Exercise objective » Continue the spaCy task-extraction notebook below from its last line, picking up inside the `categorize_task_based_on_keywords` function.

Reading text »
━━━━━━━━━━━━━━━━━━━━━━━━━━━━━━

In [10]:
import spacy
import re
nlp = spacy.load("en_core_web_sm")

action_keywords = ["has to", "needs to", "should", "must", "is required to", "is expected to"]

#time pattern
time_patterns = [
    r'\bby\s+\d{1,2}\s*(am|pm)?\b', 
    r'\bbefore\s+\w+\b',  
    r'\btomorrow\b',
    r'\btoday\b',
    r'\bin\s+\d+\s+\w+\b'  
]


# Step 1: Extract tasks

In [11]:
def extract_tasks_from_text(text):
    doc = nlp(text)
    tasks = []


    for sentence in doc.sents:
        sentence_text = sentence.text
        sentence_lower = sentence_text.lower()

    
        if any(keyword in sentence_lower for keyword in action_keywords):
            task = {"who": None, "task": None, "deadline": None}

            for token in sentence:
                if token.dep_ in {"nsubj", "nsubjpass"} and token.pos_ in {"PROPN", "PRON"}:
                    task["who"] = token.text
                    break

            for keyword in action_keywords:
                if keyword in sentence_lower:
                    task_start = sentence_lower.find(keyword) + len(keyword)
                    task["task"] = sentence_text[task_start:].strip()
                    break

            for pattern in time_patterns:
                match = re.search(pattern, sentence_lower)
                if match:
                    task["deadline"] = match.group(0)
                    break

            if task["task"]:
                tasks.append(task)

    return tasks


In [19]:
extracted_tasks = extract_tasks_from_text(text)
extracted_tasks

[{'who': 'He', 'task': 'buy the snacks for all of us.', 'deadline': None},
 {'who': 'He',
  'task': 'submit his assignment by 5 pm.',
  'deadline': 'by 5 pm'}]

# Step 2: Categorize tasks

In [12]:
# Categories of tasks
task_categories = {
    "Personal": ["buy", "get", "shop", "visit"],
    "Academic": ["submit", "study", "complete", "assignment", "exam", "project"],
    "Work": ["send", "email", "call", "schedule", "meeting"],
    "Household": ["clean", "wash", "cook", "arrange", "fix"],
}

def categorize_task_based_on_keywords(task_description):
    doc = nlp(task_description.lower())

━━━━━━━━━━━━━━━━━━━━━━━━━━━━━━

Excerpted records »
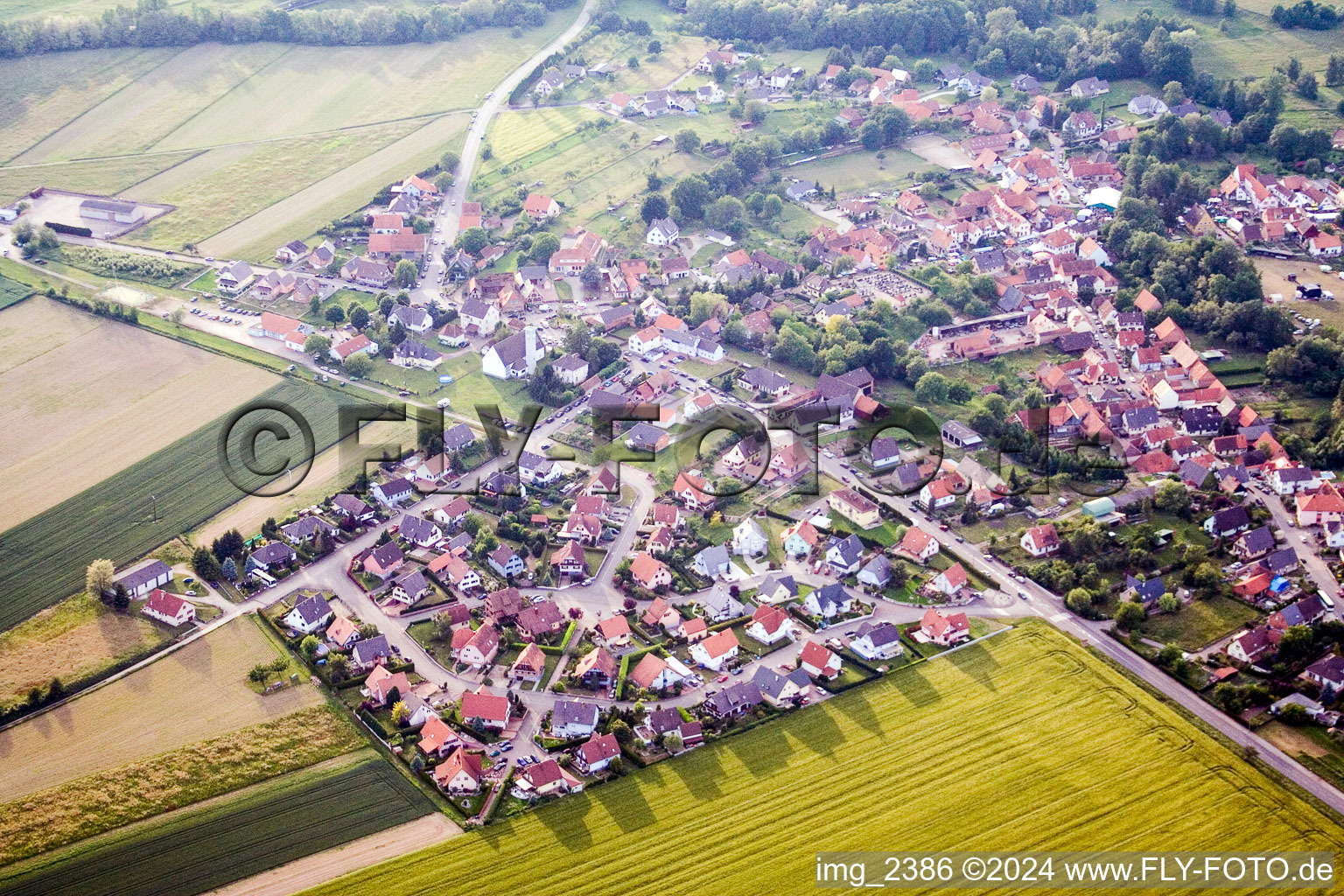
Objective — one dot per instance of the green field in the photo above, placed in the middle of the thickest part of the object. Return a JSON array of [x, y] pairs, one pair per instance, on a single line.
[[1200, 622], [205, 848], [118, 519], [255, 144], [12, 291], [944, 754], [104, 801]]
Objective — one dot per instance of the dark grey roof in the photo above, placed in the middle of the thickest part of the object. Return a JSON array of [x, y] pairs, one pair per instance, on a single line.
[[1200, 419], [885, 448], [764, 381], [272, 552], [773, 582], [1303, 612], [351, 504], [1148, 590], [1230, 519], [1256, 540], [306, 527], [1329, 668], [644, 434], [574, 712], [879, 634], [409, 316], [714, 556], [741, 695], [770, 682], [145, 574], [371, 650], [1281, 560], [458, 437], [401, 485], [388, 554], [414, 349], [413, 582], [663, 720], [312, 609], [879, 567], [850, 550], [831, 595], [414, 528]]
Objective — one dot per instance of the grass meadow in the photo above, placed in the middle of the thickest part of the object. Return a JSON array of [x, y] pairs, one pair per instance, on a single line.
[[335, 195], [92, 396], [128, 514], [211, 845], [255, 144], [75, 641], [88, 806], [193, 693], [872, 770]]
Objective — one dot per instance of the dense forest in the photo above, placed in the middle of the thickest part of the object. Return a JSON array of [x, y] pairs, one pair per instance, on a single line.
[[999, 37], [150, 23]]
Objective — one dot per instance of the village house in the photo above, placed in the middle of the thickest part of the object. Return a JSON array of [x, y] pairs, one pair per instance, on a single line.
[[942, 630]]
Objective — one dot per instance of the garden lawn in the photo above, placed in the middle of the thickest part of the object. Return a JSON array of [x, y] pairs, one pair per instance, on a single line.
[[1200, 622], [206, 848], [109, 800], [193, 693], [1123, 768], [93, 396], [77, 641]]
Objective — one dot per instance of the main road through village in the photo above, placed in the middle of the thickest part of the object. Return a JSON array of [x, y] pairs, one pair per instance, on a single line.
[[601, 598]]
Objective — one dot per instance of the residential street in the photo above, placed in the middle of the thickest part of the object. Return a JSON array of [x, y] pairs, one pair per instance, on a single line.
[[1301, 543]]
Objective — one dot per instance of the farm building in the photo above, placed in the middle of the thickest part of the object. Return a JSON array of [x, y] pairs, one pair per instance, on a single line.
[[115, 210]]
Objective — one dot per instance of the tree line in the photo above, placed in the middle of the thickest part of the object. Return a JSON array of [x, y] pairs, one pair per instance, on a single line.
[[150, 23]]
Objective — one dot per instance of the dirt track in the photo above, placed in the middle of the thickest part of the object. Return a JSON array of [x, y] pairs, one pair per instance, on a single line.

━━━━━━━━━━━━━━━━━━━━━━━━━━━━━━

Expected answer »
    for category, keywords in task_categories.items():
        if any(token.text in keywords for token in doc):
            return category
    return "Uncategorized"


In [13]:
def categorize_all_extracted_tasks(extracted_tasks):
    categorized_tasks = []
    for task in extracted_tasks:
        category = categorize_task_based_on_keywords(task["task"])
        categorized_tasks.append((task, category))
    return categorized_tasks


In [20]:
categorized_tasks = categorize_all_extracted_tasks(extracted_tasks)
categorized_tasks

[({'who': 'He', 'task': 'buy the snacks for all of us.', 'deadline': None},
  'Personal'),
 ({'who': 'He',
   'task': 'submit his assignment by 5 pm.',
   'deadline': 'by 5 pm'},
  'Academic')]

# Step 3: Extract 'Who' and 'When'

In [14]:
def extract_who_and_deadline_from_task(task):
    return task["who"], task["deadline"]


In [15]:
def get_who_and_when_info_for_all_tasks(categorized_tasks):
    who_when_info = []
    for task, _ in categorized_tasks:
        who, when = extract_who_and_deadline_from_task(task)
        who_when_info.append((who, when))
    return who_when_info

In [21]:
who_when_info = get_who_and_when_info_for_all_tasks(categorized_tasks)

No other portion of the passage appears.